◆ What is asked ◆
1. In the CUDA forum thread, which compute capability does the poster say they are using?
2. Retype the part of the CUDA forum thread from "altghough currentCell = d_cells[id]" up to and including "good idea :)".

Cell currentCell = d_cells[id];

So far as I read it in some forums and guides it would be better to split up this structure in Arrays, so instead of

Cell d_cells[numCells];

I should use sth like:

int solid[numCells];
float ux[numCells];
float uy[numCells];
...
float f8[numCells];
float f9[numCells];

Is there a way to avoid this… It’s much more comfortable with the one Cell-Array instead of 13 int/float arrays sigh And what is the difference between the two ways? I tried to use sth like padding to end up with a 64byte struct… But that slowed down my computation…
And I’m using compute capability 5.2. Does that make a difference? Because all I could find just mention a difference between 1.x and 2.x…
And what about writing to global memory? Do the reads and writes have to be coalesced separately or do I have to consider them together?

thanks in advance
cat

  1. cuda manual says about coalescing rules up to compute capability 3.x, but 2.x and 3.x doesn’t changed much, and probably 5.x is just the same as 3.x
  2. float f[9][numCells] should work too, if numCells is a constant

Now how it works: “Cell currentCell = d_cells[id]” is translated into series of assignments:

currentCell.solid = d_cells[id].solid

even if id is sequential in sequential threads, then 32 threads reading “solid” field read from adresses x, x+52, x+252…, that means that each address should be read separately - i.e. reading “solid” needs 32 cycles, and entire currentCell reads in as much as 1332 cycles

OTOH, if you declare solid[numCells] and run currentCell.solid = solid[id], this statement will read from adresses x, x+4, x+8… and entire 32 threads reads 128 sequential bytes, which is just one memory operation (or two operations if your data aren’t 128-byte aligned)

altghough currentCell = d_cells[id] assignment essentially reads the same 13*128 bytes across 32 threads of warp, GPU can’t coalesce these operations since the first 52 bytes should go into the first thread and so on. It’s possible to reorder data through shared memory, if you don’t want to use SoA, but of course it’s somewhat slower and needs shared memory. if currentCell should be kept in shared memory anyway, it will cost just an extra __syncthreads() call

thank you so far :)

so you propose that I could allocate the memory on the device as seperate Arrays and load them in a shared-memory-Cell-struct? Sounds like a good idea :)

If I want to use float[9][numcells], how would I allocate and copy that from HtoD? With the cudaMallocPitch function? I was toldl that it is difficult to use double-pointers (float**) on device…

Maybe these two links are relevant to your problem

trove library, full speed access to array of structures

and a paper called “Abstraction for AoS and SoA Layout in C++”
http://asc.ziti.uni-heidelberg.de/sites/default/files/research/papers/info/St11ASX_CUDA.htm

can anyone propose better links?

◆ Supplied information ◆
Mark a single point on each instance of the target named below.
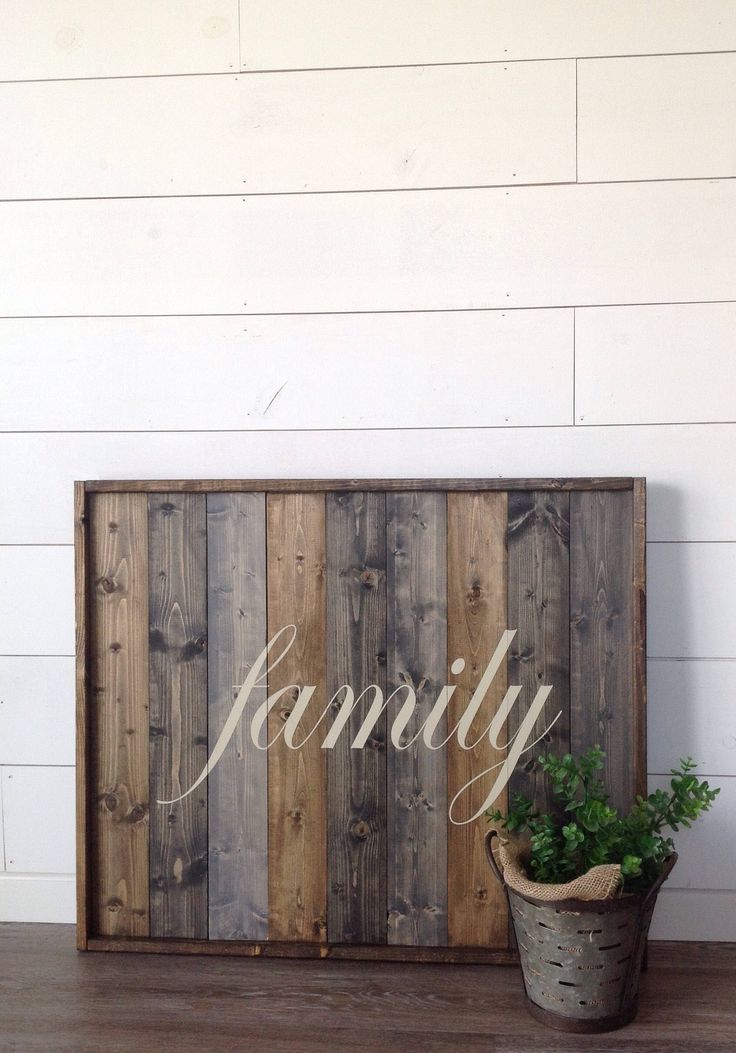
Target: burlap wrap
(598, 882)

* * *

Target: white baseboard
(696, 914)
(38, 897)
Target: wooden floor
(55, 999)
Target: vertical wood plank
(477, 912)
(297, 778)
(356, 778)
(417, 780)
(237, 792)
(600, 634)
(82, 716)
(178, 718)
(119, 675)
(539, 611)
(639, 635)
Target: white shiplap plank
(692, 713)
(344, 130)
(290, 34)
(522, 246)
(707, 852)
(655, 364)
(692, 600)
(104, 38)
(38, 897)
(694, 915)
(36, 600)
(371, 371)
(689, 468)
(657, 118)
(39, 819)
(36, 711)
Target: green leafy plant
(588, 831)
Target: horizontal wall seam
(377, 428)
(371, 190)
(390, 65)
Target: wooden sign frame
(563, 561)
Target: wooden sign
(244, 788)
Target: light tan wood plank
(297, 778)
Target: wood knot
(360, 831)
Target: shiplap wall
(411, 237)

--

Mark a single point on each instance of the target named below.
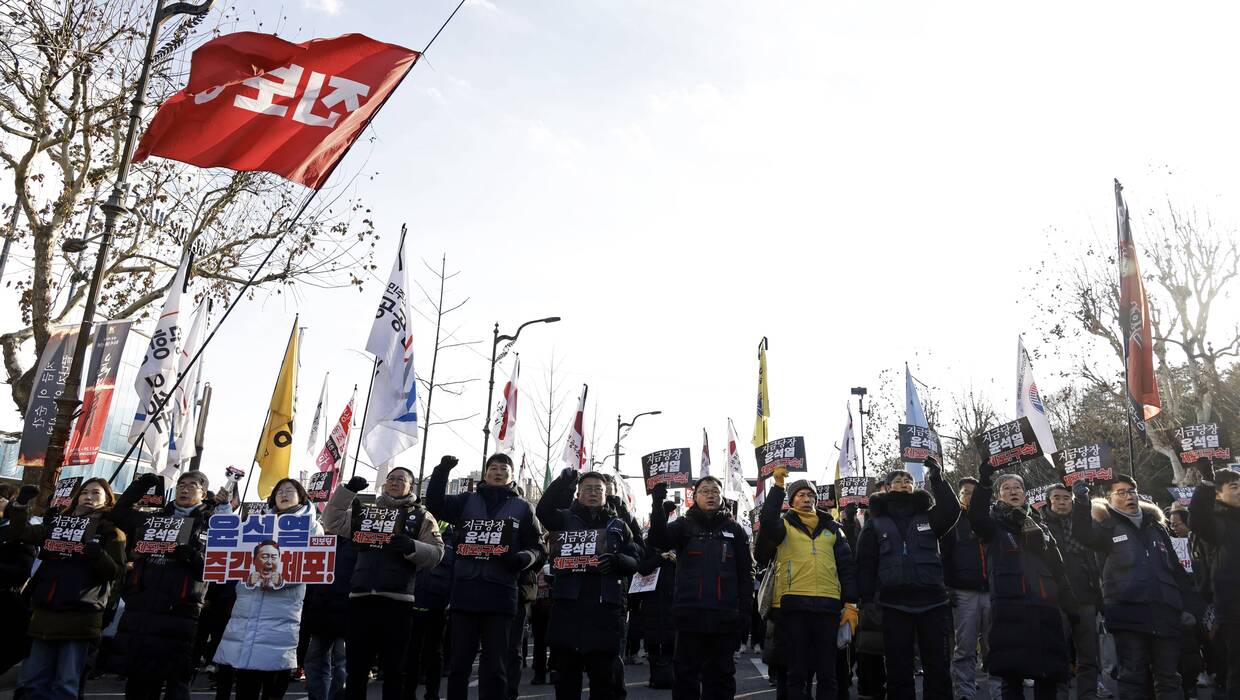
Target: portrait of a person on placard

◆ Answers to each task ◆
1. Compute capability 5.2.

2.
altghough currentCell = d_cells[id] assignment essentially reads the same 13*128 bytes across 32 threads of warp, GPU can’t coalesce these operations since the first 52 bytes should go into the first thread and so on. It’s possible to reorder data through shared memory, if you don’t want to use SoA, but of course it’s somewhat slower and needs shared memory. if currentCell should be kept in shared memory anyway, it will cost just an extra __syncthreads() call

thank you so far :)

so you propose that I could allocate the memory on the device as seperate Arrays and load them in a shared-memory-Cell-struct? Sounds like a good idea :)